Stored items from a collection

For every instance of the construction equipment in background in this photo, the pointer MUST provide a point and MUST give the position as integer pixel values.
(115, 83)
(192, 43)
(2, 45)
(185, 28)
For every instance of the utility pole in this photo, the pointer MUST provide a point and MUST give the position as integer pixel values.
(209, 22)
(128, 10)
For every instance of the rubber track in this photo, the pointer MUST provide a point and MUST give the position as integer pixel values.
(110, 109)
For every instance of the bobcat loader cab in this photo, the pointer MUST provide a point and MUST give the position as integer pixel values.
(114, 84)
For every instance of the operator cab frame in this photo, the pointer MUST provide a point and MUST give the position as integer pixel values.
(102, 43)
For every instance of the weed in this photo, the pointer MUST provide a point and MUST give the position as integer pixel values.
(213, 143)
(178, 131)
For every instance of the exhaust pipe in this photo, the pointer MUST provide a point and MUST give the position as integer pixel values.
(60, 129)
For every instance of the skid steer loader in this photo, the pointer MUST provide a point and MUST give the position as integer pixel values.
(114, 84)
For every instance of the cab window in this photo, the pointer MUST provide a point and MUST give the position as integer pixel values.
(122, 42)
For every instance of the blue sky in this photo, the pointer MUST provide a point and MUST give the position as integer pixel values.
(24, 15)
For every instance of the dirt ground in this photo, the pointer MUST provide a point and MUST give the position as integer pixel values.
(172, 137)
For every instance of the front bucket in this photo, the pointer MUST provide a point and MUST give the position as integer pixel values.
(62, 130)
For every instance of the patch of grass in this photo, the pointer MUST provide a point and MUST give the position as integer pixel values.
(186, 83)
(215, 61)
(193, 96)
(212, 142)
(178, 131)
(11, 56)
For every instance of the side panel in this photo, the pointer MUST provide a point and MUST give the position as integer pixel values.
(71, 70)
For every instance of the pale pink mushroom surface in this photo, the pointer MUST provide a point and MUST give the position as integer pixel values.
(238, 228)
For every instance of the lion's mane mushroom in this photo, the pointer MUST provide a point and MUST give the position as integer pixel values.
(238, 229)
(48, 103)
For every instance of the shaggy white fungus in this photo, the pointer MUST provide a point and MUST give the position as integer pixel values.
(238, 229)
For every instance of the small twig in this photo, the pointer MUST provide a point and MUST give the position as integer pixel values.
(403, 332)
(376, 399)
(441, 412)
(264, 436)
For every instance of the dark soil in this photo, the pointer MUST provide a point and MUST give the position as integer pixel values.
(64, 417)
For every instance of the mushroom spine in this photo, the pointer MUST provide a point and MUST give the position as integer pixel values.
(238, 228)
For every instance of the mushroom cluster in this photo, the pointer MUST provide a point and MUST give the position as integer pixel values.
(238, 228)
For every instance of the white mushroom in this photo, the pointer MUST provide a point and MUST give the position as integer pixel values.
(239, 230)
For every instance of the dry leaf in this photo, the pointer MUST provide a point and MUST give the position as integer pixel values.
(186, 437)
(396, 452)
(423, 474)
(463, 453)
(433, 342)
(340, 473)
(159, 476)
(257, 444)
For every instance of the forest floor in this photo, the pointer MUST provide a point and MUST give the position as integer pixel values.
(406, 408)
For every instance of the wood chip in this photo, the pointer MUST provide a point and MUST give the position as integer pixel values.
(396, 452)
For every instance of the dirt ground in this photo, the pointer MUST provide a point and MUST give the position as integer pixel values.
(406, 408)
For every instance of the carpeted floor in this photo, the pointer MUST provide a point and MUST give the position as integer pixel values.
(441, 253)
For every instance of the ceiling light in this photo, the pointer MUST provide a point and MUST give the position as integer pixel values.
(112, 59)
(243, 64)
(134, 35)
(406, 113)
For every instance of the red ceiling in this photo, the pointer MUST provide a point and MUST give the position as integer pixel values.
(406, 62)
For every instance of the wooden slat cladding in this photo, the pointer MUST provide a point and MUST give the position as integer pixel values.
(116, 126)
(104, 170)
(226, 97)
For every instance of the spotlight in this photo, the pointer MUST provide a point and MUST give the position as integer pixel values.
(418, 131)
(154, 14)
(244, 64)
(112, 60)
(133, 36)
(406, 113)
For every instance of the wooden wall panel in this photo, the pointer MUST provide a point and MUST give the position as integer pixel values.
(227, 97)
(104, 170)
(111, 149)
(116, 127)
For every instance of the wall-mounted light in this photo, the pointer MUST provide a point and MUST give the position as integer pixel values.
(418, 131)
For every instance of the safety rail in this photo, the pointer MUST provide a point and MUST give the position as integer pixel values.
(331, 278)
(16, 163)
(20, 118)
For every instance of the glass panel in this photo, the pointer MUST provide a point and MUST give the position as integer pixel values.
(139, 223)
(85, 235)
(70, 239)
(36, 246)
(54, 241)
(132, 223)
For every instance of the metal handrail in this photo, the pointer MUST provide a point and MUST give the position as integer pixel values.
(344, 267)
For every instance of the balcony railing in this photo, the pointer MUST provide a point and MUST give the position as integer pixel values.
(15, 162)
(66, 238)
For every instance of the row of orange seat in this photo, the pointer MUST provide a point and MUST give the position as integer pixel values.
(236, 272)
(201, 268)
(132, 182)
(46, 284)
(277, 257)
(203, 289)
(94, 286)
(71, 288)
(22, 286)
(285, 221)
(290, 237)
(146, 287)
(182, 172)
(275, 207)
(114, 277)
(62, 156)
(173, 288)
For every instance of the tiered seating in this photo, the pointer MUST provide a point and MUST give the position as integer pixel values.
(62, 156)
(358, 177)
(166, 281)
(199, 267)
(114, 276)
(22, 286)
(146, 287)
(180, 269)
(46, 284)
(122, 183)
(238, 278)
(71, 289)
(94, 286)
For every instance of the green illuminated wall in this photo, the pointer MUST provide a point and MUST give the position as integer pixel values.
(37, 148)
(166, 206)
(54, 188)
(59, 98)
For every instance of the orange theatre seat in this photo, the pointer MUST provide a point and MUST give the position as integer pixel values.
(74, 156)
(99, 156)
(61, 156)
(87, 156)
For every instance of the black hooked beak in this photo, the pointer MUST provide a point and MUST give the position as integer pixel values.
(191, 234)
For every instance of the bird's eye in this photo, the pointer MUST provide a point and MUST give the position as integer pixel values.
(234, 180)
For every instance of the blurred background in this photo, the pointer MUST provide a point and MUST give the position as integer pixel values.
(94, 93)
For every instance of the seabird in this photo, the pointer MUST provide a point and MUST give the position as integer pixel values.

> **THE TASK**:
Return the lines from the line containing "For every instance of the black" to the end of the entries above, exactly as they appear and with no other output.

> **ANSWER IN FULL**:
For every instance of the black hooked beak in this photo, the pointer MUST provide a point and MUST give the position as integer pixel values.
(191, 234)
For every instance of the bird's eye in this photo, the pointer MUST provide a point and MUST give the position as integer pixel values.
(234, 180)
For every instance of the blurred background in this photo, the pointer MUST provide a point and MUST give the position as integer pixel values.
(94, 93)
For every instance of the seabird in this photo, the pointer MUST provide a point and MUST give the position as integer pixel values.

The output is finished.